▸ **TASK GOAL**: Every line in the entries where "below" is found should be copied.

▸ **EXERCISE DATA**:
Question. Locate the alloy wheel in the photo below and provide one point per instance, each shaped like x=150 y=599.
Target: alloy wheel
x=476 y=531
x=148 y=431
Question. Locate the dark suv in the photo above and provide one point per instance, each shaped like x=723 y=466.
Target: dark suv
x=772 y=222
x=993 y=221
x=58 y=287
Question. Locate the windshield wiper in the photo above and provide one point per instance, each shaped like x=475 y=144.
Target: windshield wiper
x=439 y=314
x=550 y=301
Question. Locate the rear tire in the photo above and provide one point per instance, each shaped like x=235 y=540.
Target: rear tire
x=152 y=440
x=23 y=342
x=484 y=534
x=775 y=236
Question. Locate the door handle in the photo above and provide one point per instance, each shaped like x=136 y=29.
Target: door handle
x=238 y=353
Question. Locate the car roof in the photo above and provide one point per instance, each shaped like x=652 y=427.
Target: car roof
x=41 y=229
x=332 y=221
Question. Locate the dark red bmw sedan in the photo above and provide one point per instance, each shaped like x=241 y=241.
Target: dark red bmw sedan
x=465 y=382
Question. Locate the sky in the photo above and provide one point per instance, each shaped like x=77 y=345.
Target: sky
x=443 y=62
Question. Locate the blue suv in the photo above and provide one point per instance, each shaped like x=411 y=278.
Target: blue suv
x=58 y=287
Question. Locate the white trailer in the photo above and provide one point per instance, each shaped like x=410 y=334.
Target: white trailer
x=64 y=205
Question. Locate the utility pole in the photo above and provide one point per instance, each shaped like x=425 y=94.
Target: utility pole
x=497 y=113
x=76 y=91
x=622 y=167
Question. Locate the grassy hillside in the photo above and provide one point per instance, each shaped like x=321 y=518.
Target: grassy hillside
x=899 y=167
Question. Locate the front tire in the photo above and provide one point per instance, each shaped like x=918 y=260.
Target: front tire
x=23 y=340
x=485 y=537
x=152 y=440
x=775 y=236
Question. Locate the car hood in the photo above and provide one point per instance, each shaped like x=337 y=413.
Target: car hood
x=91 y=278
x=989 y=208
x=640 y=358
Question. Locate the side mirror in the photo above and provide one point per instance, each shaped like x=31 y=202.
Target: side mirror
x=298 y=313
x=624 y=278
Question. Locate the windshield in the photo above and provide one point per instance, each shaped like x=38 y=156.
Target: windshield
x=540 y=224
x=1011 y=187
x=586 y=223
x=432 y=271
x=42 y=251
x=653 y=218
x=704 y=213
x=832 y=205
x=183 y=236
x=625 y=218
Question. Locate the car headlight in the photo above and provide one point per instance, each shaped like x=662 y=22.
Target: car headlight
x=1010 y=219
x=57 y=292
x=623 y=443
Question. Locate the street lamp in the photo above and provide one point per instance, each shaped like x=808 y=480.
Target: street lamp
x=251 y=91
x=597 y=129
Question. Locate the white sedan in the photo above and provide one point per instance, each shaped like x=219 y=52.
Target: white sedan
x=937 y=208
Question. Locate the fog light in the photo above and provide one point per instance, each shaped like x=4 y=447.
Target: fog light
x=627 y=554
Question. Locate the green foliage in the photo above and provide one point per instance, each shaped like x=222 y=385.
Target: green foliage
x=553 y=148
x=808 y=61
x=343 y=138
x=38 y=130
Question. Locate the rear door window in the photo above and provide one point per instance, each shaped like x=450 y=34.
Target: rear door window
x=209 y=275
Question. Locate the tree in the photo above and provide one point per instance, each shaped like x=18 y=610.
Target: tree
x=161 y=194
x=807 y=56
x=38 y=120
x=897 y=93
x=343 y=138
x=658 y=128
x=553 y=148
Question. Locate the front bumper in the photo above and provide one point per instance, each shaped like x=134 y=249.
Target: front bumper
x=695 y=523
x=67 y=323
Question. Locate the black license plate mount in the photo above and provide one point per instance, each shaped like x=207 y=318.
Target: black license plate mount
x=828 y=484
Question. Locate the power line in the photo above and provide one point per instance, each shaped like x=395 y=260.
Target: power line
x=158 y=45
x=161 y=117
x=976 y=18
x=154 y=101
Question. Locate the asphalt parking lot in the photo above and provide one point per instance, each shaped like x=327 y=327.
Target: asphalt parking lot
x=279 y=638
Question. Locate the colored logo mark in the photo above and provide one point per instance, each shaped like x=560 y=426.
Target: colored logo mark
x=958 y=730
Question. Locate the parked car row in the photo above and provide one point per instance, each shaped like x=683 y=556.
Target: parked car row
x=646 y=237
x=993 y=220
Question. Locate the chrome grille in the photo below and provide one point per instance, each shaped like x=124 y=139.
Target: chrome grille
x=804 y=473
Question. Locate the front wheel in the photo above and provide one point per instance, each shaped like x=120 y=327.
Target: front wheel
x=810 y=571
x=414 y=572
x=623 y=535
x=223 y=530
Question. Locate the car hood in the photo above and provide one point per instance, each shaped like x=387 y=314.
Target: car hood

▸ **REPLY TO THE EXERCISE**:
Question. Locate the alloy wheel in the photo below and provide one point per instance, each shaped like x=150 y=599.
Question. Locate the chrome grille in the photo below and provide one point per instance, each shaped like x=124 y=139.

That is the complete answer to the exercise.